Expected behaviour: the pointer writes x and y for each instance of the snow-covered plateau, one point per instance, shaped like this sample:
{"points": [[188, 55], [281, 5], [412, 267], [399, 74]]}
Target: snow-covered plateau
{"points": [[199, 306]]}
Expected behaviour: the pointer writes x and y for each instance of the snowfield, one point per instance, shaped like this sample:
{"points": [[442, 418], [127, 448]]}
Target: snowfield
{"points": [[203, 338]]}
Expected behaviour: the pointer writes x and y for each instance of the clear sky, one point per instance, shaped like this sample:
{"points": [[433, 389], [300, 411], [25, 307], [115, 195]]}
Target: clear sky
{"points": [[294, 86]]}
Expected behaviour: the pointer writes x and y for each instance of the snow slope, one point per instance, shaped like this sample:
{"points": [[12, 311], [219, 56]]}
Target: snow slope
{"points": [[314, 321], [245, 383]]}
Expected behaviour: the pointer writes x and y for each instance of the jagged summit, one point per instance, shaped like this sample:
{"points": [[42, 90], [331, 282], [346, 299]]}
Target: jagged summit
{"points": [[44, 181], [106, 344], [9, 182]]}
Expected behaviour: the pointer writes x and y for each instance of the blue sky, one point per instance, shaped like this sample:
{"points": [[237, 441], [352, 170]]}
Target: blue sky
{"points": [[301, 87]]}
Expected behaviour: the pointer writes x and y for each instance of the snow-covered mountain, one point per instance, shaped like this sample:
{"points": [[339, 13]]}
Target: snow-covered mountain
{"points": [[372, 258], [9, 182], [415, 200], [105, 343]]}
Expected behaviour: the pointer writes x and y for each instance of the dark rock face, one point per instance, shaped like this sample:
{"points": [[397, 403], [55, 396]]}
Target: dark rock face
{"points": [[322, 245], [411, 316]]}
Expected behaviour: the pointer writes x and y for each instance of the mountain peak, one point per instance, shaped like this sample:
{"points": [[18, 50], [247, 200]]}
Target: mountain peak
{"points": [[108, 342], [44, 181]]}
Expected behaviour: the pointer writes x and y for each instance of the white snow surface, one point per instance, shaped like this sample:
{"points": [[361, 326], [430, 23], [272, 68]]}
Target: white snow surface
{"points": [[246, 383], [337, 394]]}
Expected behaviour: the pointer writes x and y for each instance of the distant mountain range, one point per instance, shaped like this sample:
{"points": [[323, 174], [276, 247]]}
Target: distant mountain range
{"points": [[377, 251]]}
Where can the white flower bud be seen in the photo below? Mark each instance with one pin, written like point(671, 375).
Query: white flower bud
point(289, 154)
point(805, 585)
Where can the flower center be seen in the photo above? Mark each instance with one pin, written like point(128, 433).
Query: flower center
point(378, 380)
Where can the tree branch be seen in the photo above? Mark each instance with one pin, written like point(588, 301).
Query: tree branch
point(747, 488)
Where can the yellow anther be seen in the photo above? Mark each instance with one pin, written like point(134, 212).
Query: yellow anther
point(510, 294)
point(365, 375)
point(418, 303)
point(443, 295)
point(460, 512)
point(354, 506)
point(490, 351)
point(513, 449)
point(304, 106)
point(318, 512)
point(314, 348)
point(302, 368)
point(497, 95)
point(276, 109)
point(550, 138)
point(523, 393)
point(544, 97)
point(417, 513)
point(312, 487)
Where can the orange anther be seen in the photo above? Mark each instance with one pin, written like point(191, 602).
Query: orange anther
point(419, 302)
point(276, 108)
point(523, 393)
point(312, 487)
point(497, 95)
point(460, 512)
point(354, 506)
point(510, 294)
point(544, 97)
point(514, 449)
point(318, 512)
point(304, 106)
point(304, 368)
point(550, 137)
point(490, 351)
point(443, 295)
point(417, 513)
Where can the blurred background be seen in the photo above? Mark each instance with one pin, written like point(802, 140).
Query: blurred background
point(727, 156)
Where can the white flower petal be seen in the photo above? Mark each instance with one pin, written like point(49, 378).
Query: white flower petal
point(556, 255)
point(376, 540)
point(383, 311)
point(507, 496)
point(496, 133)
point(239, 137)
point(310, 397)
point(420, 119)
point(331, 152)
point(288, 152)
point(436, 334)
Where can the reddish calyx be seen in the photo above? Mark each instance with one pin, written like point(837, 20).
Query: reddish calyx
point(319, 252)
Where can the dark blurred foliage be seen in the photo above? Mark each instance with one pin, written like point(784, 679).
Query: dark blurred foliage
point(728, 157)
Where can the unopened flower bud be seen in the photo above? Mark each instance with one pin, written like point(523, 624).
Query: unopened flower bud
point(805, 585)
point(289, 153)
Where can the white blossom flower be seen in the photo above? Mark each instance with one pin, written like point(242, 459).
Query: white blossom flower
▬▬▬▬▬▬▬▬▬▬
▸ **What is needed**
Your answer should consist of copies of the lines above that include the string "blossom".

▸ **Written response**
Where can the white blossom flower be seen in the photo above? Mark each instance with one pin, written like point(242, 459).
Query: white blossom flower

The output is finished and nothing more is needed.